## Task prompt
When a line in the listing contains the string "below", pick it out and copy it.
### Extracted records
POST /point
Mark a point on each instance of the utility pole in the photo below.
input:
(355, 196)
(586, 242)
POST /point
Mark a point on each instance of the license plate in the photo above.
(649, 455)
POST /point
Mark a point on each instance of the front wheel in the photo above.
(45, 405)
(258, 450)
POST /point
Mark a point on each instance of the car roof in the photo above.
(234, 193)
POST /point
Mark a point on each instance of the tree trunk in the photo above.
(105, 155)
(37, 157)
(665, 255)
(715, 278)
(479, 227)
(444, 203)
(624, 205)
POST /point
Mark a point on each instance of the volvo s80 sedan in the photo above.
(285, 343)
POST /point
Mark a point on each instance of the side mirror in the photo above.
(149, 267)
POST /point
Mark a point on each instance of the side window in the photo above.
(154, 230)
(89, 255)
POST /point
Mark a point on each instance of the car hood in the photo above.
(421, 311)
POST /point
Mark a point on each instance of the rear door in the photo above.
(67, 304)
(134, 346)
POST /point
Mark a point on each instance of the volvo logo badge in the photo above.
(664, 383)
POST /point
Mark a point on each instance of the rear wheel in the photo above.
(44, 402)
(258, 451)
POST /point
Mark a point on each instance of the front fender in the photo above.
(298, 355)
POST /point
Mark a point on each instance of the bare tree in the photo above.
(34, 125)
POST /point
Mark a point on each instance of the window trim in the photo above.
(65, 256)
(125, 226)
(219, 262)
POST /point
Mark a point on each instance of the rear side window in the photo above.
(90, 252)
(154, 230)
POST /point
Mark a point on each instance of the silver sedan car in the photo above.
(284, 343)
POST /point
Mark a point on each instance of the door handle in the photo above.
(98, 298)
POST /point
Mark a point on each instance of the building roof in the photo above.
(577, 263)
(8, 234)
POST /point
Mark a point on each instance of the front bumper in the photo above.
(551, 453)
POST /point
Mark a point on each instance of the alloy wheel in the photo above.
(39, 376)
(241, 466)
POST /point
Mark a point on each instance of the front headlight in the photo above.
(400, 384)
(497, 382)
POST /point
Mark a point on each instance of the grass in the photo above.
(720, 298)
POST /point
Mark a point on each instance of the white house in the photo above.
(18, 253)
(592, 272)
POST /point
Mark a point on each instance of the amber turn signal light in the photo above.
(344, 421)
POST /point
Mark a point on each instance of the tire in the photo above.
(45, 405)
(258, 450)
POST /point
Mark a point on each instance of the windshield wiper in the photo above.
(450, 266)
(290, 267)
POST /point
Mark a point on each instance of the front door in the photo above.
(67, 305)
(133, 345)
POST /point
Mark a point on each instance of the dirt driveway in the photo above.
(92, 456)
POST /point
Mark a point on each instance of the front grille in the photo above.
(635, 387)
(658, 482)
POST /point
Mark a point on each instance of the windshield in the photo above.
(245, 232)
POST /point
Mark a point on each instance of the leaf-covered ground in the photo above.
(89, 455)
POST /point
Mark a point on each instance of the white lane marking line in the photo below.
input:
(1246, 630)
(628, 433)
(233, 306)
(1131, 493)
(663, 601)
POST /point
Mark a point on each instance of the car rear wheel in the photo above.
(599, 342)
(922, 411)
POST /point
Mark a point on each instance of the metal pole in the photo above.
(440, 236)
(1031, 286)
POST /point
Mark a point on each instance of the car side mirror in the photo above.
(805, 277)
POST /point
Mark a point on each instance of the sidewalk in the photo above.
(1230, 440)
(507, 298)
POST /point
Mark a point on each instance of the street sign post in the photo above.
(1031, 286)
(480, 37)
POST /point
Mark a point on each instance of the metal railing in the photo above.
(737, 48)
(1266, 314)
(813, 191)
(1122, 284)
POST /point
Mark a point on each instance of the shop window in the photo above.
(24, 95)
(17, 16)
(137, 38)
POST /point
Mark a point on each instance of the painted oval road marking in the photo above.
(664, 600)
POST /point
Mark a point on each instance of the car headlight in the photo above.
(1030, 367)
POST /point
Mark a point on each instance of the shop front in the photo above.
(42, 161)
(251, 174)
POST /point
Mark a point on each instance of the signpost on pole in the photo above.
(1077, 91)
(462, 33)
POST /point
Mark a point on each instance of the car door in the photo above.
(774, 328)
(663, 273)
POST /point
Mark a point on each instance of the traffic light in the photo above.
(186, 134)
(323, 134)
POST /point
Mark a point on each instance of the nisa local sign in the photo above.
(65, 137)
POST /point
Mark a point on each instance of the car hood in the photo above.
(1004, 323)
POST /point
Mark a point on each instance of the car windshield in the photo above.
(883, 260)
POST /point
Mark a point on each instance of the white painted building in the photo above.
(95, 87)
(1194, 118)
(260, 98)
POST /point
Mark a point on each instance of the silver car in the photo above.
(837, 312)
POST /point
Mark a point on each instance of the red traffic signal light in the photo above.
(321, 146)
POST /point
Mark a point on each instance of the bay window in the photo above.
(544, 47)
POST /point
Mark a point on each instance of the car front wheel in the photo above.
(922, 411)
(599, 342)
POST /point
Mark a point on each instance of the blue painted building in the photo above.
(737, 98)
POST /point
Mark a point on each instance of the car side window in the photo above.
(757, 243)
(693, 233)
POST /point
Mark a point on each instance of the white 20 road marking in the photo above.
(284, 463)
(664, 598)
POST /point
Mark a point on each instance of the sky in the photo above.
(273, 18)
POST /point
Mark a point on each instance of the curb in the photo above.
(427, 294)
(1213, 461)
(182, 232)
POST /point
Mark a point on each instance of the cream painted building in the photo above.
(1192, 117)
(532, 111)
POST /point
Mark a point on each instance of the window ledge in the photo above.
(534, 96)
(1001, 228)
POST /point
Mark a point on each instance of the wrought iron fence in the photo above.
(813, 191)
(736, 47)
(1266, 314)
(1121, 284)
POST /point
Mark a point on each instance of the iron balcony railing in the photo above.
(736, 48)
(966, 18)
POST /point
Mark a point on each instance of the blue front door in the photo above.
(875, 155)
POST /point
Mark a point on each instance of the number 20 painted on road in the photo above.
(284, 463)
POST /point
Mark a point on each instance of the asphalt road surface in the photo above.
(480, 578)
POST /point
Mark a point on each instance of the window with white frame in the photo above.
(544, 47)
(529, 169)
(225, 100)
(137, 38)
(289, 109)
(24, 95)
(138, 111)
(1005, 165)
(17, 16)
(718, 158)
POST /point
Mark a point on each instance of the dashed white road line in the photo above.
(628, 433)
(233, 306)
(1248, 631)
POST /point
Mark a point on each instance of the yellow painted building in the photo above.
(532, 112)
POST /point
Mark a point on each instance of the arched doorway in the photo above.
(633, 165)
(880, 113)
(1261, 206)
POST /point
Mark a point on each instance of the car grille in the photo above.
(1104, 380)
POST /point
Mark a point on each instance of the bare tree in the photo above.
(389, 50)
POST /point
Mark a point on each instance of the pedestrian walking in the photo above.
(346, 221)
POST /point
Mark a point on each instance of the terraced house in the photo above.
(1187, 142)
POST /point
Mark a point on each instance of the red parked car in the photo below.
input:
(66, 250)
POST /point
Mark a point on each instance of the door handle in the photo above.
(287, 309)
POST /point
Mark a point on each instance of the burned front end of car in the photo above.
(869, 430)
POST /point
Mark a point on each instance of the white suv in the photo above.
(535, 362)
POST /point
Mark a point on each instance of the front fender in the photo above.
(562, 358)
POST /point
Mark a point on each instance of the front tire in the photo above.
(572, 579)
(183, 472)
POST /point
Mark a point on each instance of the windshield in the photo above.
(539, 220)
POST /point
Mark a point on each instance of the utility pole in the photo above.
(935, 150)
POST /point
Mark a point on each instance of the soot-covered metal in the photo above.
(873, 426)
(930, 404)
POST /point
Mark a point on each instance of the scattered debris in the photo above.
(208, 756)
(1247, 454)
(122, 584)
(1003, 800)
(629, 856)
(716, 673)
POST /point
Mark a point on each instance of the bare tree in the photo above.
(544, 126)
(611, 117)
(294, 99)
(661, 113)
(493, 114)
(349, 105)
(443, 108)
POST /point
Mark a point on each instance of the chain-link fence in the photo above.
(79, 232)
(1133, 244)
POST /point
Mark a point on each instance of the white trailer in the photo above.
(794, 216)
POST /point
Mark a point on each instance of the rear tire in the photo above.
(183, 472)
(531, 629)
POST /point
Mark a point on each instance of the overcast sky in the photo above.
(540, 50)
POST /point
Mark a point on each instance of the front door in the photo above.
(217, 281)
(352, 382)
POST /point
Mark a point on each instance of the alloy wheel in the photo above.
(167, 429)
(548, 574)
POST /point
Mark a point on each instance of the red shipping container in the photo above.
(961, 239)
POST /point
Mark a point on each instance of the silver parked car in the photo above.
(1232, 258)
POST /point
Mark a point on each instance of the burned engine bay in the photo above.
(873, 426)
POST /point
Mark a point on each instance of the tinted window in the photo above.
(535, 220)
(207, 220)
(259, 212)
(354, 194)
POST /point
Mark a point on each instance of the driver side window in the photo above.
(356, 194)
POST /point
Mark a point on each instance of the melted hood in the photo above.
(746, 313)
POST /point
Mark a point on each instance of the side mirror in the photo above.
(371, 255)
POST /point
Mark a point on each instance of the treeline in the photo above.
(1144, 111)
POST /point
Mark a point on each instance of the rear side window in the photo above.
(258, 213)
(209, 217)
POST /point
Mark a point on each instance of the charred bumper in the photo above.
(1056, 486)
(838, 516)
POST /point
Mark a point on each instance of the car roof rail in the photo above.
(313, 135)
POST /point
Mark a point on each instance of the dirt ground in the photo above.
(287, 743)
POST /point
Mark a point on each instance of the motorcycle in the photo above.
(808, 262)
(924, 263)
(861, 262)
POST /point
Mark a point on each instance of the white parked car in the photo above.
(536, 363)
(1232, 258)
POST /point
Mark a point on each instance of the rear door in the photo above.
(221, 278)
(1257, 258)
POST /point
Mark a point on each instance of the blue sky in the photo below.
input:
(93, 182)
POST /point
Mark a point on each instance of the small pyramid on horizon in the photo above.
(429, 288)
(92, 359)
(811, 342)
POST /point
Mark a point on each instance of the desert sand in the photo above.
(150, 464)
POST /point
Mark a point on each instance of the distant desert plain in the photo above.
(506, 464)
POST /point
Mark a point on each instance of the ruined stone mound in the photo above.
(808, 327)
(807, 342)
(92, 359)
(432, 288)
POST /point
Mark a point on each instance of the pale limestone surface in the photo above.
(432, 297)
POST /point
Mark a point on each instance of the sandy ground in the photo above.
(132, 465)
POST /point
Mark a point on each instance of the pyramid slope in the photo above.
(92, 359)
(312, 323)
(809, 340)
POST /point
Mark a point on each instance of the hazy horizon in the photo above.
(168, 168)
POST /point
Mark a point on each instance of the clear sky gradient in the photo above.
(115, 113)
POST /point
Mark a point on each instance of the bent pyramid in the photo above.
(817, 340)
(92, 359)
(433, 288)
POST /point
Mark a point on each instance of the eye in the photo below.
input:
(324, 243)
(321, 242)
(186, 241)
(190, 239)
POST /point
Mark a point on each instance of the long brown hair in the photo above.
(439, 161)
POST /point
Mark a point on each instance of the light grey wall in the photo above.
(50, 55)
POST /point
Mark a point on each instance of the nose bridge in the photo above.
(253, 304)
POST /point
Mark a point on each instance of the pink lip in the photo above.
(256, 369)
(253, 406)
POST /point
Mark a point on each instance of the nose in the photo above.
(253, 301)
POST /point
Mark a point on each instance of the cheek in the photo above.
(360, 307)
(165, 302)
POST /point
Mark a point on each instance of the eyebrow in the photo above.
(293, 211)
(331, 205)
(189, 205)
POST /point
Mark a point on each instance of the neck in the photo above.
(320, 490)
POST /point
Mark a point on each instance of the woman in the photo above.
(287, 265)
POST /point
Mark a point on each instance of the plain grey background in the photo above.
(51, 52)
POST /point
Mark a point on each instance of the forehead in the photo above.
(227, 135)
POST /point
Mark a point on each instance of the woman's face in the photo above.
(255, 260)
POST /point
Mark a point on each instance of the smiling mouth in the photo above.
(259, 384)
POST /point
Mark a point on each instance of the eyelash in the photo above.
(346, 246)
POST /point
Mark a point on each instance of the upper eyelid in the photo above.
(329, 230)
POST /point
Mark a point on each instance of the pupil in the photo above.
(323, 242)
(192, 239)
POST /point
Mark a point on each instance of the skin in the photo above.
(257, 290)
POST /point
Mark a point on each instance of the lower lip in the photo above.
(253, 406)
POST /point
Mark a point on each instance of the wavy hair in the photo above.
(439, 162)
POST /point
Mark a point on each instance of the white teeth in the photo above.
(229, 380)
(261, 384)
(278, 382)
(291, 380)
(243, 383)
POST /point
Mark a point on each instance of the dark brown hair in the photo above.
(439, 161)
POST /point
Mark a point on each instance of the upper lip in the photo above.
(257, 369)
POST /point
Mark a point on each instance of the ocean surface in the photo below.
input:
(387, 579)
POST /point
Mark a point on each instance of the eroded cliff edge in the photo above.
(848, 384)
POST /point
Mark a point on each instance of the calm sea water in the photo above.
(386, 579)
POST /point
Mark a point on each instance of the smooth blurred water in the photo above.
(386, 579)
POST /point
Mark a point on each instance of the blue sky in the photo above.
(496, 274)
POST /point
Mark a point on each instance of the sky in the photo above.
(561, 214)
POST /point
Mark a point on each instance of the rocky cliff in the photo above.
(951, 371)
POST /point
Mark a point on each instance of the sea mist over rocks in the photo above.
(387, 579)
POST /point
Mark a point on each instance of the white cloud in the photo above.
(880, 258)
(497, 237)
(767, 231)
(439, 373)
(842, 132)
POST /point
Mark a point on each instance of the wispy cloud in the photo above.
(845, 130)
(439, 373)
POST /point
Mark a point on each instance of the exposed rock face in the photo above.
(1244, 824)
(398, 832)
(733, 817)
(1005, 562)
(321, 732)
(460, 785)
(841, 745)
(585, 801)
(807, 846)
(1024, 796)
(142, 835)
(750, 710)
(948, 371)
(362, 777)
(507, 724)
######
## Your solution
Mark a point on each instance of the utility pole in the photo below.
Mark a point on each instance of the white lane marking line in the photo below.
Mark a point on each instance of the red parked car in the photo below.
Mark a point on each instance of the blue sky in the photo below.
Mark a point on each instance of the eye in the photo below.
Mark a point on each instance of the ocean surface in the photo below.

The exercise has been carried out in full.